(PROBLEMS AND TASKS)
**A)** Answer these questions from the account of Hilda's voyage:
(i) How many passengers were on board when Hilda sailed out of Southampton?
(ii) Where was the ship anchored while the fog was thick?
(iii) Which lighthouse was Hilda heading for around 6 p.m.?
**B)** Write a continuation of the account of Hilda's voyage to Saint Malo, starting after its final sentence.

## Start PAGE

It was 10 p.m. on the 17th when Hilda
sailed out of Southampton bound to Saint Malo with 103 passengers on board. The
fog patches that had delayed the departure became soon a thick fog necessitating
the ship to be anchored around 11 p.m. off Yarmouth, Isle of Wight, until the
visibility improved. At 6 in the morning of 18th, with better weather conditions
the voyage was resumed.
Crossing the Channel was made
under full speed in fine and clear weather conditions until reaching the Race of
Alderney at half past noon. However, gradually those good conditions changed to
a fresh easterly wind and a rough sea after passing Jersey. Mile after mile,
d and sea became stronger while the ship was ploughing towards
Saint Malo. Heavy clouds soon covered the sky when in the meantime atmosphere
was becoming colder.
Around 6 p.m., Hilda was
maneuvering to enter the harbour roads, heading for the Jardin Lighthouse. It
was dark and lights from the town were clearly visible but soon came a heavy
snow squall extinguishing all the lights. Immediately Captain Gregory ordered
the boat to starboard, steering a new course to northwest and reduced speed.
That was all he could do without a clear sight of the lighthouse and the coast.
Just wait until improved conditions.

## End PAGE
## Start MATERIAL SUPPLIED

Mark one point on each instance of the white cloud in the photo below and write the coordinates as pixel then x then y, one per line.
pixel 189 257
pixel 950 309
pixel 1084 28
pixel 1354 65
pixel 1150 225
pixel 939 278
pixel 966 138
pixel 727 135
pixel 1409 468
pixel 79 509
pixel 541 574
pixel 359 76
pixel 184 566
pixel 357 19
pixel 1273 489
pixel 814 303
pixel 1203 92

## End MATERIAL SUPPLIED

(WRITTEN RESPONSES)
**A)**
(i) 103
(ii) Off Yarmouth, Isle of Wight
(iii) The Jardin Lighthouse

**B)**
What happened exactly on board between
that time and the time of the accident is not fully known. We only know
that in several occasions, the Jardin Lighthouse came in sight for short
periods necessitating Gregory to abort each time every attempt he made
to enter the Roads. According the survivors, shortly before 11, the
lights of Le Jardin were clearly seen but a few minutes later the Hilda
was violently smashing on the reefs located a few hundred yards west of
the entrance channel to the harbour. Navigational error ? Wrong
appreciation of the drifting angle ? Both, wind and tidal current were
pushing to west but Gregory was a cautious navigator with years of
experience in cross-Channel runs... We have to consider however what can
have been the pressure over him. Due to the delay, he had few chances to
enter the harbour before the tide was too low, what meaned they would
spend the night out at sea until the next morning, passengers situation
was rude, many of them being badly seasick. For those reasons or others,
did he took a risk ? Hard to say, and he will never come back to explain
Whatever the reasons, the Hilda was stranded on the reefs and with the
ebb, the situation of the ship could only worsen. An attempt to lower
the boats was made but except one, all the others were either smashed by
the sea or could not be lowered due to the rocks. In such conditions,
without assistance from the shore, it could only turn to a tragedy. The
empty boat together with dozen of bodies will be found the next morning
on the beach at Saint Cast, some 15 miles west of Saint Malo.
In fifteen minutes time, the fate
of the Hilda was sealed. The ship broke in two parts, the forepart
rolling over one side of the reef, the after one foundering in the
western edge but due to to little depth, the wreck was not submerged,
allowing some 20 people to find a refuge in the rigging. They will
remain there all night long, dying from exposure or exhaustment one
after one. It is there that the Ada will find them at 9 in the
morning. Only six people had survived the frightening night, among them
one crew member, James Grinter.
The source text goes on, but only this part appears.